[TASK PROMPT]
Can you copy out every one of the records below word for word, line by line?

[PROVIDED RECORDS]
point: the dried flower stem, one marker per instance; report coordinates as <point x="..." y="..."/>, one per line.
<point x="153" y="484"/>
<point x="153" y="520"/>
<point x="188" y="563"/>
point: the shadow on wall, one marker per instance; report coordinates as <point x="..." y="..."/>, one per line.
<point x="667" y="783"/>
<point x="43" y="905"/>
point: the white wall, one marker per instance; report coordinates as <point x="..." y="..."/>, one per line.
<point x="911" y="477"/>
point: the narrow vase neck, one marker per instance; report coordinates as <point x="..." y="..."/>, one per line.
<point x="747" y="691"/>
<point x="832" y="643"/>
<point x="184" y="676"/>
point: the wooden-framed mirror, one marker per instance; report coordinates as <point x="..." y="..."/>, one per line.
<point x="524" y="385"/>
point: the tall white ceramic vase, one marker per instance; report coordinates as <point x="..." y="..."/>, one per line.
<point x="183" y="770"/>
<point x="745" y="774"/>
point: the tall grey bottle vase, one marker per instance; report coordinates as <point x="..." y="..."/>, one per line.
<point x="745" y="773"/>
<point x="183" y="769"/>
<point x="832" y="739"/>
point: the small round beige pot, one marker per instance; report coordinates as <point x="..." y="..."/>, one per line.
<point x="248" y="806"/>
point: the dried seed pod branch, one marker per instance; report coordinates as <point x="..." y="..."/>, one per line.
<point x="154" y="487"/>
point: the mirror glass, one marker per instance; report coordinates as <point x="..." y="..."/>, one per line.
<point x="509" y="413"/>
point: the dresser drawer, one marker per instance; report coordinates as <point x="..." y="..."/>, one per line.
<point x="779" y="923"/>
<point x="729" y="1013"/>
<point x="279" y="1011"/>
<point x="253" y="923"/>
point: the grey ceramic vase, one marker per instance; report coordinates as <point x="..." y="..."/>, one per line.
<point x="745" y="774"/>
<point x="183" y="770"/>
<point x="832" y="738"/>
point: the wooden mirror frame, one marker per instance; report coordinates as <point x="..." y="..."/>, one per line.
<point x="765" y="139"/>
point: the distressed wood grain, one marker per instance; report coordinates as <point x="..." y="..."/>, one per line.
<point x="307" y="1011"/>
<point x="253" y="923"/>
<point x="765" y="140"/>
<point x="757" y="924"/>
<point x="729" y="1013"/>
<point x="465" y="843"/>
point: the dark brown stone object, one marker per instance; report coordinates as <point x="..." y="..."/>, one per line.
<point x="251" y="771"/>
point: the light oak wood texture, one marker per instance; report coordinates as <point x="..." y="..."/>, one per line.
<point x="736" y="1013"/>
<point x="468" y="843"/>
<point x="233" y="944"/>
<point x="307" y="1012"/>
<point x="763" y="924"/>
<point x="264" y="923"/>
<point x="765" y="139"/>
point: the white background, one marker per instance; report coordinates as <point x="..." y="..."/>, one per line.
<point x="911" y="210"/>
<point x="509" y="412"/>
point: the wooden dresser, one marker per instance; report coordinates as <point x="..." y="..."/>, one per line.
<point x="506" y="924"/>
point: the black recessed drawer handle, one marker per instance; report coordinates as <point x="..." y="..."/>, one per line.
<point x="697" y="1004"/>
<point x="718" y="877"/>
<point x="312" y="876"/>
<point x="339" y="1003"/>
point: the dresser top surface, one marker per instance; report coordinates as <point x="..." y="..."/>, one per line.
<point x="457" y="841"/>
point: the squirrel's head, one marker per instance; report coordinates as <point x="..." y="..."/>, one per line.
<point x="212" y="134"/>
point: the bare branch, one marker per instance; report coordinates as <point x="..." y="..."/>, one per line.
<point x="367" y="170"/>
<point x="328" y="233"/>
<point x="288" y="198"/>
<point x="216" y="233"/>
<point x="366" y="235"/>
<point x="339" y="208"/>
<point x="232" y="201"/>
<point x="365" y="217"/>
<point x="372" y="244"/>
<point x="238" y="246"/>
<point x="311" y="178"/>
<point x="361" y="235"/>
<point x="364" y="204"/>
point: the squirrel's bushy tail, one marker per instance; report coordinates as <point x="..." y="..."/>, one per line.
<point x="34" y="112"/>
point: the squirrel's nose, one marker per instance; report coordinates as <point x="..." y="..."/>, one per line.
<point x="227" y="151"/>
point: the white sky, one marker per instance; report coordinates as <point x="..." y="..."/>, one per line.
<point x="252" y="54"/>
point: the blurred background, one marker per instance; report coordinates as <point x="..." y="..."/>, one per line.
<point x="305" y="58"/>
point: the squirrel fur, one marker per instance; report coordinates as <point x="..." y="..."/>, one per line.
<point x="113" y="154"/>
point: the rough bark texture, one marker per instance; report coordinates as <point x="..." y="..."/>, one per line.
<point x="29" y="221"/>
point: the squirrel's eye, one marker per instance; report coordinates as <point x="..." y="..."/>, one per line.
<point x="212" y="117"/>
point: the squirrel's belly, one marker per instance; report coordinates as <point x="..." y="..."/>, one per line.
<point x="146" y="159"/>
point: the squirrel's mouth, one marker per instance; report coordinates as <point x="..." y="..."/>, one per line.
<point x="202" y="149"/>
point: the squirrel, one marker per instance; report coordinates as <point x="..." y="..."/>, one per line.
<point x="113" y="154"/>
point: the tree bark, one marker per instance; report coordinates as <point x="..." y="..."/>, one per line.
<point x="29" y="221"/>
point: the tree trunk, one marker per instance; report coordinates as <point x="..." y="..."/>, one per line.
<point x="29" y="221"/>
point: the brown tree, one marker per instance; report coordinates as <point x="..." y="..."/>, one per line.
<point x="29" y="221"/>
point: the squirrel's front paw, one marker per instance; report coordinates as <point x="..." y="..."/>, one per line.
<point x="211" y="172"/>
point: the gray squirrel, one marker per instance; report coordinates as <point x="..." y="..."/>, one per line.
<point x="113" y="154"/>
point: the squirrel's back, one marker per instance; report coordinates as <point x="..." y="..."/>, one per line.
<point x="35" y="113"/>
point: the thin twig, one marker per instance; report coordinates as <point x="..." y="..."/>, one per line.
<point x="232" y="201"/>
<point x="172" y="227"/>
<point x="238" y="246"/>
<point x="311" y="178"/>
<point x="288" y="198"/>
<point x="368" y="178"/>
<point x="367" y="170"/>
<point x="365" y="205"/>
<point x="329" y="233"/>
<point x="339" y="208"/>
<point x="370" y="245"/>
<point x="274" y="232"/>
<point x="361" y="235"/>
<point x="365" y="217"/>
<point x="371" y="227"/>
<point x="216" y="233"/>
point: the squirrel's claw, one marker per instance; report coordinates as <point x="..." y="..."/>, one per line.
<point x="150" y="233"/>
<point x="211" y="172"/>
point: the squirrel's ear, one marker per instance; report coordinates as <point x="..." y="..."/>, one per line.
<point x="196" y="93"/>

[EXERCISE OUTPUT]
point: the dried flower stem, one marker per instance; report coordinates as <point x="..." y="..."/>, one per line.
<point x="153" y="484"/>
<point x="153" y="520"/>
<point x="188" y="563"/>
point: the shadow on wall, one marker per instance; report coordinates as <point x="..." y="..."/>, one per line.
<point x="667" y="783"/>
<point x="43" y="905"/>
point: the white wall, one marker per instance; report coordinates as <point x="..." y="..."/>, one per line.
<point x="911" y="477"/>
point: the narrow vase neck, one marker per instance; report coordinates as <point x="..." y="..."/>, one per line.
<point x="747" y="691"/>
<point x="832" y="643"/>
<point x="184" y="676"/>
point: the wooden-framed mirror, one marker per instance; report coordinates as <point x="..." y="..."/>, one per line.
<point x="524" y="385"/>
point: the tall white ceramic vase, one marker per instance; report coordinates as <point x="..." y="..."/>, one per line.
<point x="183" y="770"/>
<point x="745" y="774"/>
point: the tall grey bottle vase, one marker per instance; report coordinates as <point x="..." y="..."/>, one per line.
<point x="745" y="773"/>
<point x="183" y="769"/>
<point x="832" y="739"/>
point: the small round beige pot, one marker per instance; report coordinates as <point x="..." y="..."/>, one per line.
<point x="248" y="806"/>
point: the dried seed pod branch, one marker per instance; report coordinates as <point x="..." y="..."/>, one per line.
<point x="154" y="487"/>
point: the mirror glass, one marker per instance; report coordinates as <point x="..." y="..."/>, one per line.
<point x="509" y="413"/>
point: the dresser drawer, one marker per instance; report coordinates as <point x="..." y="..."/>, one per line.
<point x="779" y="923"/>
<point x="729" y="1013"/>
<point x="279" y="1011"/>
<point x="253" y="923"/>
point: the grey ceramic vase, one marker per instance; report coordinates as <point x="..." y="..."/>, one per line.
<point x="745" y="774"/>
<point x="183" y="770"/>
<point x="832" y="738"/>
point: the wooden mirror frame, one marker per instance; report coordinates as <point x="..." y="..."/>, one per line.
<point x="765" y="139"/>
point: the distressed wood grain, one marker per instance; report coordinates as <point x="..." y="..."/>, one per line.
<point x="307" y="1011"/>
<point x="253" y="923"/>
<point x="765" y="140"/>
<point x="757" y="924"/>
<point x="729" y="1013"/>
<point x="465" y="843"/>
point: the dark brown stone object, one marker per instance; report coordinates as <point x="..." y="..."/>, one per line.
<point x="251" y="771"/>
point: the light oak wood texture, one marker per instance; report coordinates as <point x="..." y="..."/>, one per line.
<point x="736" y="1013"/>
<point x="468" y="843"/>
<point x="233" y="944"/>
<point x="307" y="1012"/>
<point x="763" y="924"/>
<point x="264" y="923"/>
<point x="765" y="139"/>
point: the white background, one marker per instance; report coordinates as <point x="..." y="..."/>, one per line.
<point x="911" y="210"/>
<point x="509" y="412"/>
point: the wooden dresser, one marker per instance; report coordinates as <point x="..." y="..."/>, one per line.
<point x="506" y="924"/>
point: the black recessed drawer handle, one marker per instance; report coordinates as <point x="..." y="..."/>, one per line.
<point x="697" y="1004"/>
<point x="718" y="877"/>
<point x="312" y="876"/>
<point x="339" y="1003"/>
point: the dresser top surface, one marker per instance; report coordinates as <point x="..." y="..."/>, one per line.
<point x="457" y="841"/>
point: the squirrel's head, one marker per instance; report coordinates as <point x="..." y="..."/>, one per line.
<point x="212" y="134"/>
point: the bare branch, one marker per instance; report coordinates as <point x="..." y="..."/>, one per line.
<point x="367" y="170"/>
<point x="328" y="233"/>
<point x="288" y="198"/>
<point x="216" y="233"/>
<point x="366" y="235"/>
<point x="339" y="208"/>
<point x="232" y="201"/>
<point x="365" y="217"/>
<point x="372" y="244"/>
<point x="238" y="246"/>
<point x="311" y="178"/>
<point x="361" y="235"/>
<point x="364" y="204"/>
point: the squirrel's bushy tail, one marker per instance; report coordinates as <point x="..." y="..."/>, one per line.
<point x="34" y="112"/>
point: the squirrel's nose, one marker per instance; report coordinates as <point x="..." y="..."/>, one per line.
<point x="227" y="151"/>
point: the white sky, one marker per instance; report coordinates as <point x="..." y="..."/>, one per line.
<point x="252" y="54"/>
point: the blurred background, one marker per instance; report coordinates as <point x="..." y="..."/>, one per line.
<point x="305" y="58"/>
point: the squirrel fur, one marker per instance; report coordinates as <point x="..." y="..."/>, one per line.
<point x="113" y="154"/>
point: the rough bark texture, one marker per instance; report coordinates as <point x="..." y="..."/>, one per line.
<point x="29" y="221"/>
point: the squirrel's eye, one marker per instance; report coordinates as <point x="..." y="..."/>, one per line.
<point x="212" y="117"/>
point: the squirrel's belly, one marker per instance; report coordinates as <point x="..." y="..."/>, one per line.
<point x="146" y="159"/>
point: the squirrel's mouth, one marker per instance; report coordinates as <point x="..." y="..."/>, one per line.
<point x="202" y="149"/>
point: the squirrel, one marker per instance; report coordinates as <point x="..." y="..."/>, one per line.
<point x="113" y="154"/>
point: the tree bark, one marker per instance; report coordinates as <point x="..." y="..."/>, one per line.
<point x="29" y="221"/>
point: the tree trunk, one marker per instance; report coordinates as <point x="..." y="..."/>, one per line.
<point x="29" y="221"/>
point: the brown tree, one marker per instance; report coordinates as <point x="..." y="..."/>, one per line.
<point x="29" y="221"/>
point: the squirrel's front paw, one marker per instance; report coordinates as <point x="..." y="..."/>, one per line.
<point x="211" y="172"/>
point: the gray squirrel, one marker per instance; report coordinates as <point x="..." y="..."/>, one per line.
<point x="113" y="154"/>
point: the squirrel's back, one marker per instance; report coordinates as <point x="..." y="..."/>, one per line.
<point x="35" y="113"/>
point: the thin twig, one marker per instance; report coordinates as <point x="..." y="..."/>, one per line.
<point x="232" y="201"/>
<point x="172" y="227"/>
<point x="238" y="246"/>
<point x="311" y="178"/>
<point x="288" y="198"/>
<point x="368" y="178"/>
<point x="367" y="170"/>
<point x="365" y="205"/>
<point x="329" y="233"/>
<point x="339" y="208"/>
<point x="370" y="245"/>
<point x="274" y="232"/>
<point x="361" y="235"/>
<point x="365" y="217"/>
<point x="371" y="227"/>
<point x="216" y="233"/>
point: the squirrel's claw, one marker per instance; report coordinates as <point x="..." y="..."/>, one per line.
<point x="150" y="233"/>
<point x="211" y="172"/>
point: the squirrel's ear, one marker per instance; report coordinates as <point x="..." y="..."/>, one per line.
<point x="196" y="93"/>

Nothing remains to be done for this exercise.